═══ DATA YANG DIBERIKAN

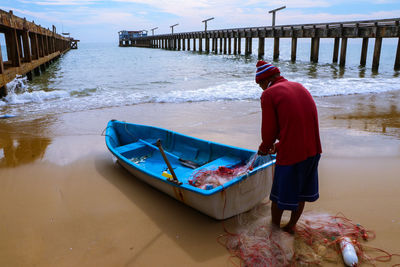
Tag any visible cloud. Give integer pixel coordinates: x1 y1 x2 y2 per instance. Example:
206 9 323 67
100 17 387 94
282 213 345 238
19 0 98 6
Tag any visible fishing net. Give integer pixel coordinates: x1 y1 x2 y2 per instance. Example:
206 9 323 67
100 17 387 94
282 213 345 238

══════

- YANG HARUS DILAKUKAN
Tolong ubah semua baris dalam catatan di atas menjadi daftar bernomor, tanpa baris kosong. Jangan sertakan gambar dalam jawaban.

- HASIL LATIHAN INI
1. Tag any visible cloud. Give integer pixel coordinates: x1 y1 x2 y2 per instance. Example:
2. 206 9 323 67
3. 100 17 387 94
4. 282 213 345 238
5. 19 0 98 6
6. Tag any visible fishing net. Give integer pixel coordinates: x1 y1 x2 y2 per instance. Example:
7. 206 9 323 67
8. 100 17 387 94
9. 282 213 345 238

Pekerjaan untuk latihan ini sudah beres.